_Exercise goal_: Please recast all the rows below as a Markdown table with two columns, Number and Entry. Give each line its own number and leave out blank lines.

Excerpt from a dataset
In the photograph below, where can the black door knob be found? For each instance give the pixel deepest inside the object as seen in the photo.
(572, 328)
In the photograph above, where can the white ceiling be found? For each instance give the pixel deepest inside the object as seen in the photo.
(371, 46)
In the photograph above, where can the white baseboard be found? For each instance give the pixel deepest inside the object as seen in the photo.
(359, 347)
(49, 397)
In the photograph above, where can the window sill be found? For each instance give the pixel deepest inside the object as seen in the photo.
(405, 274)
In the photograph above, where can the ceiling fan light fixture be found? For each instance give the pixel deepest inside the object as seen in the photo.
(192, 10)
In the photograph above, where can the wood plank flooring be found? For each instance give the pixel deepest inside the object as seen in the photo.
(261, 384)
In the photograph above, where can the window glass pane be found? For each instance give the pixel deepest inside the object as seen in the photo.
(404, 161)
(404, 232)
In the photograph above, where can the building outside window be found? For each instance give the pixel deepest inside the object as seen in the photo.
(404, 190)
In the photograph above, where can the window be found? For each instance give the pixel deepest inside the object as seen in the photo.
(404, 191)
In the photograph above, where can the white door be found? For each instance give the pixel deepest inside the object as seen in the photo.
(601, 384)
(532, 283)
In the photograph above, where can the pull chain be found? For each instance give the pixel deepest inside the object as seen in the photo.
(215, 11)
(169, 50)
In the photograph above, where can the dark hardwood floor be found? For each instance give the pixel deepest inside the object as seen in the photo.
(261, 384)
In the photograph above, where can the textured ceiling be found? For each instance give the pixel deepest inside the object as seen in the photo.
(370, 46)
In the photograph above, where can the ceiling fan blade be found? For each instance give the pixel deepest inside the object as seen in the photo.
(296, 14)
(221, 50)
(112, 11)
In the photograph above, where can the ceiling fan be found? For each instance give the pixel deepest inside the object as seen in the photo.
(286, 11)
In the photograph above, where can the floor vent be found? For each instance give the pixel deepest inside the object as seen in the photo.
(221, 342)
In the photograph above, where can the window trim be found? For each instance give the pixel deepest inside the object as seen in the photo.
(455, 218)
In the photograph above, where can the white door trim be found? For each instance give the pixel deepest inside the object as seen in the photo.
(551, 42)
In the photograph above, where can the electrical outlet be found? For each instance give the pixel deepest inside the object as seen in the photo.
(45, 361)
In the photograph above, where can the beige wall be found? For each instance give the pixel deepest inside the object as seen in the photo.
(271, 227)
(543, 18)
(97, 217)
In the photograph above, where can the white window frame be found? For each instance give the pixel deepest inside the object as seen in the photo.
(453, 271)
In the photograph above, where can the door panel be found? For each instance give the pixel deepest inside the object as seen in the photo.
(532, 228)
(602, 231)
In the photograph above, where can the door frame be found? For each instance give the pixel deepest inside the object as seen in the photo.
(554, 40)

_Exercise solution_:
| Number | Entry |
|---|---|
| 1 | In the photograph below, where can the black door knob be found? For each instance give the pixel deepest inside the object as seen in the photo. |
| 2 | (572, 328) |
| 3 | In the photograph above, where can the white ceiling be found? For each instance give the pixel deepest inside the object as seen in the photo. |
| 4 | (371, 46) |
| 5 | In the photograph above, where can the white baseboard be found? For each instance give the pixel deepest inside the object as seen in the photo. |
| 6 | (359, 347) |
| 7 | (49, 397) |
| 8 | In the photograph above, where can the window sill be found? For each instance give the pixel deepest inside the object as seen in the photo. |
| 9 | (405, 274) |
| 10 | In the photograph above, where can the ceiling fan light fixture be found? For each instance give the pixel deepest inside the object as seen in the photo. |
| 11 | (192, 10) |
| 12 | In the photograph above, where can the wood plank flooring be found? For each instance give the pixel deepest inside the object as seen in the photo. |
| 13 | (261, 384) |
| 14 | In the photograph above, where can the window glass pane be found? For each instance give the pixel deepest inside the object as seen in the photo. |
| 15 | (404, 161) |
| 16 | (404, 232) |
| 17 | In the photograph above, where can the building outside window be found? For each instance give the pixel deepest inside the object as seen in the photo. |
| 18 | (404, 190) |
| 19 | In the photograph above, where can the window be found? For each instance give the pixel deepest inside the object as seen in the photo. |
| 20 | (404, 191) |
| 21 | In the photograph above, where can the white door be found? For each instance give the pixel deepest inside the object as seen in the photo. |
| 22 | (601, 384) |
| 23 | (532, 283) |
| 24 | In the photograph above, where can the pull chain be found? For each instance give the pixel deepest inside the object as seen in the photo. |
| 25 | (215, 11) |
| 26 | (169, 50) |
| 27 | In the photograph above, where can the dark hardwood floor be found? For each instance give the pixel deepest inside the object as seen in the photo. |
| 28 | (261, 384) |
| 29 | In the photograph above, where can the textured ceiling be found? For each instance give the pixel deepest inside the object as seen in the photo. |
| 30 | (370, 46) |
| 31 | In the photograph above, where can the ceiling fan blade be found? For each instance give the pixel deepest inside the object as seen in the photo. |
| 32 | (296, 14) |
| 33 | (221, 50) |
| 34 | (112, 11) |
| 35 | In the photograph above, where can the ceiling fan be found? For each instance give the pixel deepest inside the object as seen in the photo. |
| 36 | (286, 11) |
| 37 | In the photograph above, where can the floor vent be found? For each instance give the pixel deepest inside the object as seen in the photo. |
| 38 | (221, 342) |
| 39 | In the photograph above, where can the window trim be found? For each instance give the pixel deepest inside the object as seen in the photo. |
| 40 | (455, 218) |
| 41 | In the photograph above, where can the white door trim be found? For each instance give the pixel deepest inside the object as seen in the photo. |
| 42 | (551, 42) |
| 43 | In the photograph above, where can the electrical outlet be found? For each instance give the pixel deepest inside the object as seen in the photo. |
| 44 | (45, 361) |
| 45 | In the photograph above, where can the beige wall be found? For each instance give the pixel deepest inside the object as seen in the photo. |
| 46 | (271, 227) |
| 47 | (543, 18) |
| 48 | (97, 217) |
| 49 | In the photograph above, where can the white window frame be found? For each instance give the pixel deepest inside the object as seen in the photo. |
| 50 | (453, 271) |
| 51 | In the photograph above, where can the door panel be found? For each instance give the pixel deepest inside the object as seen in the photo. |
| 52 | (532, 228) |
| 53 | (602, 231) |
| 54 | In the photograph above, where can the door frame be found? For each instance give the pixel deepest inside the object as seen in the photo. |
| 55 | (554, 40) |